• [Given text]
- - -

25 February 2017

#144 Fiction Style

Compared with Waugh, Powell is not a mythologiser, and there is nothing in his fiction comparable to the recurring image of the doomed gentleman that I have tried to trace in Waugh's novels. Although Powell is acutely interested in the past he does not lament it; change and even decay are seen as inevitable and something to be endured with as good a grace as possible, since, whatever happens, life goes on.

Bernard Bergonzi; Critical Quarterly; Spring 1969
In tribute to Prof. Bergonzi who died recently
Contributed by Keith Marshall

27 January 2017

#143 Robert Burton

Burton himself says he suffered from melancholy ... At Oxford, when plagued with melancholy, Burton, who seems always to have enjoyed a joke, used to go down to the bridge over the river, and listen to the bargemen swearing at each other. That would always make him laugh, and at once feel better.

Anthony Powell, article "Black Humour" about Robert Burton (author of The Anatomy of Melancholy) in Radio Times; 7 May 1977; reproduced in Miscellaneous Verdicts
Contributed by Levi Stahl

17 December 2016

#142 Snowmen

But if the consolation for life is art, what may the artist expect from life?
An incident mentioned quite casually in Vasari's Lives of the Most Excellent Italian Architects, Painters and Sculptors always seems to me worth recalling. It teaches several lessons: that if you want something done get the best executant available to do it; that minor jobs are often worth taking on; that duration in time should not necessarily be the criterion in producing a work of art.

- - -

• [Complete the following]
a) Return the part of the Anthony Powell quotations from "27 January 2017" up to and including "once feel better.", copied word for word.
b) Write the next part of the Anthony Powell quotations, picking up right after their last sentence.
The entries that come next are separate material and have nothing to do with the Anthony Powell quotations.

- - -

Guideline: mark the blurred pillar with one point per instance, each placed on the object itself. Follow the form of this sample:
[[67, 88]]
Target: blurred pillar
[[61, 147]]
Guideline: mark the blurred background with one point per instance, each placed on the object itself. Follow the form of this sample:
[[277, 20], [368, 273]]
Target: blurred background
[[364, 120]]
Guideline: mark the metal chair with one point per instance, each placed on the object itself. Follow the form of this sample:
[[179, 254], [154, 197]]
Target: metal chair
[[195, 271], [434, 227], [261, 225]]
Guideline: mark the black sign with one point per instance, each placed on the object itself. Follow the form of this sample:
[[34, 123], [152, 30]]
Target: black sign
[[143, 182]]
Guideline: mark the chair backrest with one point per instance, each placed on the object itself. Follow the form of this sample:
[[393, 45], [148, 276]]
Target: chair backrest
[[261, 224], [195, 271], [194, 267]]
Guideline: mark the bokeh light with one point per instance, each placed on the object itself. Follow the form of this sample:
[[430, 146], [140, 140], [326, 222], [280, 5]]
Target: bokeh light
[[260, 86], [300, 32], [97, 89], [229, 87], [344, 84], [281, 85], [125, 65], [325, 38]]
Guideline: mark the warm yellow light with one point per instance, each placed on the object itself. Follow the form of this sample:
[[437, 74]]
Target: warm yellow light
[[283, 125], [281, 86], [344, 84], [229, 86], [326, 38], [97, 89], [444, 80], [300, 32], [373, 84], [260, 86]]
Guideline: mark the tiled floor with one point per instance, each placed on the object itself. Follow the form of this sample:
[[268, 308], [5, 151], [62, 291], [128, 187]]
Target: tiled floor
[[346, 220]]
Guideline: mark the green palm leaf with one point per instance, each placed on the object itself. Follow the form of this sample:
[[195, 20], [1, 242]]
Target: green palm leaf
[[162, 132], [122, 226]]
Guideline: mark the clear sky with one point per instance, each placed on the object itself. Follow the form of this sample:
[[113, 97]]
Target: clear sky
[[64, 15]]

- - -

• [Outputs in order]
a)
27 January 2017

#143 Robert Burton

Burton himself says he suffered from melancholy ... At Oxford, when plagued with melancholy, Burton, who seems always to have enjoyed a joke, used to go down to the bridge over the river, and listen to the bargemen swearing at each other. That would always make him laugh, and at once feel better.

b)
Vasari says that on a winter day in Florence, when snow was deep on the ground, one of the Medici sent for Michaelangelo to build a snowman in the courtyard of the Medici palace. Notwithstanding those (like Constant Lambert) who dislike the High Renaissance one can scarcely doubt that the finest snowman on record took shape.

Anthony Powell; The Strangers All Are Gone
Contributed by Pictures in Powell

07 November 2016

#141 Pedigrees

The pedigree of Lewis of Harpton, on the other hand, is to be found in Dwnn's Visitations of Wales and elsewhere. Dwnn shows this Lewis descent as left-handed in the 15th century, though it should be borne in mind that in mediaeval Wales such irregularity would not be regarded with undue dismay; indeed if any dismay at all.

AD Powell, "The Powell Descent from Llewelyn Crûgeryr and the Princes of Deheubarth", Transactions Radnorshire Society, 31 (1961), 3-17
Contributed by Keith Marshall

04 October 2016

#140 Warning

Mrs Erdleigh issued her final warning.
"Court at your peril those spirits that dabble lasciviously with primaeval matter, horrid substances, sperm of the world, producing monsters and fantastic things, as it is written, so that the toad, this leprous earth, eats up the eagle."